- [What the exercise asks]
Print exactly, and only, the lines running from the line containing "the white single" through the end of the records below.

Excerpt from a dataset
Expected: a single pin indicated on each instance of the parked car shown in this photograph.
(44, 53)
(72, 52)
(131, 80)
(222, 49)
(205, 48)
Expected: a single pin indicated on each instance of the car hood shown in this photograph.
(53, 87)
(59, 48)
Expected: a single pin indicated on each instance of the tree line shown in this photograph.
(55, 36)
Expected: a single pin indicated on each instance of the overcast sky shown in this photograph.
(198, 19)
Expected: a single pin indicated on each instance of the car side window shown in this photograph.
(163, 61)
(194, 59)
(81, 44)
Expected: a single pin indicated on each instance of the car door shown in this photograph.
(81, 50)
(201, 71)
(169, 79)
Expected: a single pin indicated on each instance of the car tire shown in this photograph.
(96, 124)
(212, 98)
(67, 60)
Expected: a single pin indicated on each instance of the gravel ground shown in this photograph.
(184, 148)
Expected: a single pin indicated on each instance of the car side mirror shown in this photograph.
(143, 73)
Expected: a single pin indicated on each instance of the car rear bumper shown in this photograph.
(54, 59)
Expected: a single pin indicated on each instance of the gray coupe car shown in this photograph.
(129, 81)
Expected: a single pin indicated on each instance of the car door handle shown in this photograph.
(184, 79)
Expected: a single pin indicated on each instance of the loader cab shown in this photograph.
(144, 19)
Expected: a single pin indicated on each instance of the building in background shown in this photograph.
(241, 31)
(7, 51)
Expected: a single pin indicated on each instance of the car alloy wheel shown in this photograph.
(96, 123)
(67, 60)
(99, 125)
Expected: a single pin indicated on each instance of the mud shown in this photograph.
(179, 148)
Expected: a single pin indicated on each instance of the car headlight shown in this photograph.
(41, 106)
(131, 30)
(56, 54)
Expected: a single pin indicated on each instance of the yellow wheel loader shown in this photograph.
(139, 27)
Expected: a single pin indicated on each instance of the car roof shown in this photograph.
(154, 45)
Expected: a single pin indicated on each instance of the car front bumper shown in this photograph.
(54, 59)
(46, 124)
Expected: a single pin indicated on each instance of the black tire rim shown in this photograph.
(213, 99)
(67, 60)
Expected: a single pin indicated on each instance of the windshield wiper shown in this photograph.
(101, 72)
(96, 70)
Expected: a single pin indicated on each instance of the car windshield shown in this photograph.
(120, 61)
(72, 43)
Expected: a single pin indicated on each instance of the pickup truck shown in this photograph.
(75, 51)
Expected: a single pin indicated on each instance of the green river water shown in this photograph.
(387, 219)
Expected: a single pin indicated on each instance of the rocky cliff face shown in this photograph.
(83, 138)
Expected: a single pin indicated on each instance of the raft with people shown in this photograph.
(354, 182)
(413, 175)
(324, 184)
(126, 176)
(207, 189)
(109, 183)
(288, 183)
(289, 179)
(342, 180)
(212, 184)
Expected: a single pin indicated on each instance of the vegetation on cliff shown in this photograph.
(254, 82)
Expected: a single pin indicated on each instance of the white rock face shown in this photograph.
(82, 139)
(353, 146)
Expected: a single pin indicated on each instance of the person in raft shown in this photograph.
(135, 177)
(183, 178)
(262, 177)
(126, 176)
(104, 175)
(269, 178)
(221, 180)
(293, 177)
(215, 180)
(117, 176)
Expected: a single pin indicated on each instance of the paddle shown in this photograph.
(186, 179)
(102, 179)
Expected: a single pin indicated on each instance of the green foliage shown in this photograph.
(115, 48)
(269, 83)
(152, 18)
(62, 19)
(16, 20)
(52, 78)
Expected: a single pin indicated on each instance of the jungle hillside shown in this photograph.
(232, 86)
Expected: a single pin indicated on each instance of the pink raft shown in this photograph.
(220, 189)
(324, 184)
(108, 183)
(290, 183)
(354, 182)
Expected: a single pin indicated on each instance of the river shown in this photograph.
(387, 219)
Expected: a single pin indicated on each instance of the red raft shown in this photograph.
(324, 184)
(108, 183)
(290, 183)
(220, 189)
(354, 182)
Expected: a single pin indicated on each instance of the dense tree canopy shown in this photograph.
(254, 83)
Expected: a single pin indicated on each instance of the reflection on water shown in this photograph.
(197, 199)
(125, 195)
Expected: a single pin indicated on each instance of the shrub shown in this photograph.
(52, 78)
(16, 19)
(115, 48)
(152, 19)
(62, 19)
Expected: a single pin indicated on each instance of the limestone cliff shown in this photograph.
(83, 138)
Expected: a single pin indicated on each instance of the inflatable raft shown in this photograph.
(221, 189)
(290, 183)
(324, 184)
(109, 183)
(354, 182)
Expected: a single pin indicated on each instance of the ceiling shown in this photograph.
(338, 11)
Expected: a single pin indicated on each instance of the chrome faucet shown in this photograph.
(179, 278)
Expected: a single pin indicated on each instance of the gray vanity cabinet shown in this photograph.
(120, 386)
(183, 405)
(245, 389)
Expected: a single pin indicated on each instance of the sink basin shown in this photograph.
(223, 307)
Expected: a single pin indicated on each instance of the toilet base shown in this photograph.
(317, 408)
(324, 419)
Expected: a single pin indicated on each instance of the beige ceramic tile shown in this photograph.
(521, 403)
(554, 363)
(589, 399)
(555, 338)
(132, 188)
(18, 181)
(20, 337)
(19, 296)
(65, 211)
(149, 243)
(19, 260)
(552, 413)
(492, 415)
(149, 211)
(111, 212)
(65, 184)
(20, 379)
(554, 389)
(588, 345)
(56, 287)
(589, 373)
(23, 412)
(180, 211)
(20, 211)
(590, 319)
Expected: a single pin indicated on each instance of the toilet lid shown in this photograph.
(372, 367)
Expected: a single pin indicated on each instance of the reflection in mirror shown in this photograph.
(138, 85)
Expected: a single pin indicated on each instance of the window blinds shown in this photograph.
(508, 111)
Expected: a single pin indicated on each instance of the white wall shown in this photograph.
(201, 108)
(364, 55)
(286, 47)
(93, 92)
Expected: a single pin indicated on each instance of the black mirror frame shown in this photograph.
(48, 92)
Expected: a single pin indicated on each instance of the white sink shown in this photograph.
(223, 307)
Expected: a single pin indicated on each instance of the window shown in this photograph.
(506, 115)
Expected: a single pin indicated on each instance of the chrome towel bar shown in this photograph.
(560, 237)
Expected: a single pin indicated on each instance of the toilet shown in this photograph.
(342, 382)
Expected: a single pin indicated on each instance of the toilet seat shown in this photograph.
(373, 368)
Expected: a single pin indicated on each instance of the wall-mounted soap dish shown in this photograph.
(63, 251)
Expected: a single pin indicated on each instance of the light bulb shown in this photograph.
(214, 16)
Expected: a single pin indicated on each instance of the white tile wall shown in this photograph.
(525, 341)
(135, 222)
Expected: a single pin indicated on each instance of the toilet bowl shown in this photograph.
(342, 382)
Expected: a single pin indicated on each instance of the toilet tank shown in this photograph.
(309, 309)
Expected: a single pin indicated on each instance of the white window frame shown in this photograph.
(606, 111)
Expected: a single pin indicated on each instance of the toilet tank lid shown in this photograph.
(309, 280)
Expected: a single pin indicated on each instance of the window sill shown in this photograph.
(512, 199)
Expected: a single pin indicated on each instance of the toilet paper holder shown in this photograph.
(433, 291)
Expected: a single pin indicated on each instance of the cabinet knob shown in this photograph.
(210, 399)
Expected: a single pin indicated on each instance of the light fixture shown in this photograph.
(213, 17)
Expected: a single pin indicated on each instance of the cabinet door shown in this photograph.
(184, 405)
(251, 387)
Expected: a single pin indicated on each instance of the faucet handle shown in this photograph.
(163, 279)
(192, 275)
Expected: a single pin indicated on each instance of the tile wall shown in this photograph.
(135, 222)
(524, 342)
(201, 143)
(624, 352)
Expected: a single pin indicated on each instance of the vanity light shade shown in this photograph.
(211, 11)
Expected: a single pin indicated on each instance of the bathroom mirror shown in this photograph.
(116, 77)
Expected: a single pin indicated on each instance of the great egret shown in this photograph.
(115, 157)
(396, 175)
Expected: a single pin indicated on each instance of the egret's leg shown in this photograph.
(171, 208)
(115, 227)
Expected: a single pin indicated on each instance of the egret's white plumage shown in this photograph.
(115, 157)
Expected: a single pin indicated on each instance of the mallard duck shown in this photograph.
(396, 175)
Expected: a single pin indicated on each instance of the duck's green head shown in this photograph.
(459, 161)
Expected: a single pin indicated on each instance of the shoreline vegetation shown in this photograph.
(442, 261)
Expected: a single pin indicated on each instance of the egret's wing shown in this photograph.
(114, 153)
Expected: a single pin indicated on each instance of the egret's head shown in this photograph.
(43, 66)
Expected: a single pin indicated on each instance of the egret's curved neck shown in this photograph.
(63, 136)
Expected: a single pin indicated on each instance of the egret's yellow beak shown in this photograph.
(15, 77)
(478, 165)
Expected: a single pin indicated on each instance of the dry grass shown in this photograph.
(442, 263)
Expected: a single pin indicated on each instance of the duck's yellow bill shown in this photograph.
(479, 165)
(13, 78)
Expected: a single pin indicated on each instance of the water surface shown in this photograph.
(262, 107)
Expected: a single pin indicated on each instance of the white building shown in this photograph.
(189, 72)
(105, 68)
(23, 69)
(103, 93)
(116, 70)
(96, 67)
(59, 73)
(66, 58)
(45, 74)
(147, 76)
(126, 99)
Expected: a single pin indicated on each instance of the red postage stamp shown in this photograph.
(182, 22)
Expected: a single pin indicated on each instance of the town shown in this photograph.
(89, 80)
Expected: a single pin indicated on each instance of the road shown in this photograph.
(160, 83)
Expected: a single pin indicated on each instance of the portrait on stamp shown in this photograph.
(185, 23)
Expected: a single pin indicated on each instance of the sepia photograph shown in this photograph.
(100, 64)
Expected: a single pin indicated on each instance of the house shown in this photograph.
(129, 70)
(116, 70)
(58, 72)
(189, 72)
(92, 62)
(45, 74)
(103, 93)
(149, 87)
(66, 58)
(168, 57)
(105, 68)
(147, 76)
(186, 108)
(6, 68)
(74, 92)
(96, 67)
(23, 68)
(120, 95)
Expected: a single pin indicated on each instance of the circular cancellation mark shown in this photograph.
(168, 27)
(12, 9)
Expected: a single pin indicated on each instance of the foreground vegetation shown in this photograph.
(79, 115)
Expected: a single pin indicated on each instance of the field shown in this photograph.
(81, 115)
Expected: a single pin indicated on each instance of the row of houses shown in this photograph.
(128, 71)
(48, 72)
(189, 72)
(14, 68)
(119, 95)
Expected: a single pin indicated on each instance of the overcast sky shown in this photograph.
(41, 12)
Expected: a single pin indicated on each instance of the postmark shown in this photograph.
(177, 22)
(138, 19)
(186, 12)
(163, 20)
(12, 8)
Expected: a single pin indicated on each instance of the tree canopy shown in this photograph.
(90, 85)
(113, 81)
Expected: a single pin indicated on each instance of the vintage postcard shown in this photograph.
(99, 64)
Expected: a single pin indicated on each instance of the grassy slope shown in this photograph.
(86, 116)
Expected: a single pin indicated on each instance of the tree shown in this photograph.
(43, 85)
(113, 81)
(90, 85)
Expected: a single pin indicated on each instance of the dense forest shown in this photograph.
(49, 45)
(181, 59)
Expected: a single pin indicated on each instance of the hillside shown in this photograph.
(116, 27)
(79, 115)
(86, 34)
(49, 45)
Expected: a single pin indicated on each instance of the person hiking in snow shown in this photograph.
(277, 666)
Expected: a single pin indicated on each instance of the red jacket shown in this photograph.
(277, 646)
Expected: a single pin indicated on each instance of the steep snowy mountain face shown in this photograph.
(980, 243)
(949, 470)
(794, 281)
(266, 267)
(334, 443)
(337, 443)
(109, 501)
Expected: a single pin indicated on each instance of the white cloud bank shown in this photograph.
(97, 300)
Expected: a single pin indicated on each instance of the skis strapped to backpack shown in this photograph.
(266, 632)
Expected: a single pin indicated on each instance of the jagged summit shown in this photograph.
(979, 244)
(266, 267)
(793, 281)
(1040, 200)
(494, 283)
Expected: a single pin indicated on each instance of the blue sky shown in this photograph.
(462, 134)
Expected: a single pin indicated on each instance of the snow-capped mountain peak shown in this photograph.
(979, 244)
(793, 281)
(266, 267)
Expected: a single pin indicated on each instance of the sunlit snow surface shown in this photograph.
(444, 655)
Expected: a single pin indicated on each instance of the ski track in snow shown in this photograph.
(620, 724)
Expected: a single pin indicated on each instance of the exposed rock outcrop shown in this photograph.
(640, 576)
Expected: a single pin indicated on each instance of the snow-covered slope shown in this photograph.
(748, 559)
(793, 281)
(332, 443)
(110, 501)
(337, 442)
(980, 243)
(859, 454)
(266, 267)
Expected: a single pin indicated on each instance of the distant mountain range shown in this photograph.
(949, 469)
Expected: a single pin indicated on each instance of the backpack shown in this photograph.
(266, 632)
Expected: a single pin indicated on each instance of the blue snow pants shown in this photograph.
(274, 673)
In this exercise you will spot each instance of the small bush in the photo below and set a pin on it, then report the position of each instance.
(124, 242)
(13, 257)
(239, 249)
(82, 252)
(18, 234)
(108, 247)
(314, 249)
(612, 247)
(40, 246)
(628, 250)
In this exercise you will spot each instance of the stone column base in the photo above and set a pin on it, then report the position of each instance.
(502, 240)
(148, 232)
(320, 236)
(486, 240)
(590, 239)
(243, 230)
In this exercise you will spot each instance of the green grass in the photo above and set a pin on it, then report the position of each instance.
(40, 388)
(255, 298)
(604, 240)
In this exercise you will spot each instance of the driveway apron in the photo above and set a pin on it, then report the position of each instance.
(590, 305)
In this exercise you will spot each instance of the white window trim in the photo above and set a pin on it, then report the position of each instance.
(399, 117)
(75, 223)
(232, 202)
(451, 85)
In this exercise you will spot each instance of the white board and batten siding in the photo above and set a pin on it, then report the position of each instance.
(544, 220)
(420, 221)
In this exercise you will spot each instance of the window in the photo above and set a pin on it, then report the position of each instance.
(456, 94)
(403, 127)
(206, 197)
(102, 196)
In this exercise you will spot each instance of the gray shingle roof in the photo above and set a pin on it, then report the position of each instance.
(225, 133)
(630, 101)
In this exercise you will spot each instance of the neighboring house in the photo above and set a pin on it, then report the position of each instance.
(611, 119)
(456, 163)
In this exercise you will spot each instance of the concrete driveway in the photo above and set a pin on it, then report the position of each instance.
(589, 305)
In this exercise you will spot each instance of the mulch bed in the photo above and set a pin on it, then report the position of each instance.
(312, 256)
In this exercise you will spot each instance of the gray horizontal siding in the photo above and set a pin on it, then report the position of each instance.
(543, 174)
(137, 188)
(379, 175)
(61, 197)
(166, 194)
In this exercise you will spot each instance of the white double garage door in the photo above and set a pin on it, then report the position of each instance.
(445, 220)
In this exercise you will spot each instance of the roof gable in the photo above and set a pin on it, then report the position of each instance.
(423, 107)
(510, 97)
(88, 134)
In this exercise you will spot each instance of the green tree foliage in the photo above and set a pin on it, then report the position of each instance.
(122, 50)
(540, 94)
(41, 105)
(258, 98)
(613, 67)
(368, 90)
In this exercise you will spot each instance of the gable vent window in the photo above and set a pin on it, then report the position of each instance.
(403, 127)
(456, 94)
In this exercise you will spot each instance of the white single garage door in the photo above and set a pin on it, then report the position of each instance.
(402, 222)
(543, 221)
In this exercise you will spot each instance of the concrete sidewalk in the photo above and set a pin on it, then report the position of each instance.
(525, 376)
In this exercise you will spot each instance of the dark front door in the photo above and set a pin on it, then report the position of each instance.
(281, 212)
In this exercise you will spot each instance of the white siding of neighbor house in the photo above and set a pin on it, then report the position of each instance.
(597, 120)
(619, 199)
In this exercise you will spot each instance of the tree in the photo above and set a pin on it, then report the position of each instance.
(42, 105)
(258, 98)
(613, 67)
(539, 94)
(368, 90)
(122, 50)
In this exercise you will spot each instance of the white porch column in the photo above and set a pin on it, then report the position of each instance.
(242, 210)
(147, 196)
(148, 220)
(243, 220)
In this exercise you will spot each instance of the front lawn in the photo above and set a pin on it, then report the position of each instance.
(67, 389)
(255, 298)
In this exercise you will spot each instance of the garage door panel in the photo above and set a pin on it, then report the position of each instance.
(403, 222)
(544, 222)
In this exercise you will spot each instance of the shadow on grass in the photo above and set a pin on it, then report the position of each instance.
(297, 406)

- [Written answer]
In this exercise you will spot each instance of the white single garage door in the photo above and set a pin on it, then report the position of each instance.
(402, 222)
(543, 221)
In this exercise you will spot each instance of the concrete sidewalk in the photo above and set a pin on it, then report the position of each instance.
(525, 376)
In this exercise you will spot each instance of the dark front door in the photo above and set a pin on it, then report the position of each instance.
(281, 212)
In this exercise you will spot each instance of the white siding of neighbor house in the photo above and set a pin on it, then report the position of each instance.
(597, 120)
(619, 199)
In this exercise you will spot each instance of the tree in the photo above and set a pin on it, then report the position of each instance.
(42, 105)
(258, 98)
(613, 67)
(539, 94)
(368, 90)
(122, 50)
In this exercise you will spot each instance of the white porch column in the photo above and set a pin on it, then report the position of each instance.
(242, 210)
(147, 196)
(148, 220)
(243, 220)
In this exercise you will spot each instance of the front lawn in the photo above and set a pin on it, then report the position of each instance.
(67, 389)
(255, 298)
In this exercise you will spot each instance of the garage door panel in the photo above and set a pin on it, then report the position of each instance.
(403, 222)
(544, 222)
In this exercise you will spot each instance of the shadow on grass in the photo above and set a pin on it, then report the position of each instance.
(297, 406)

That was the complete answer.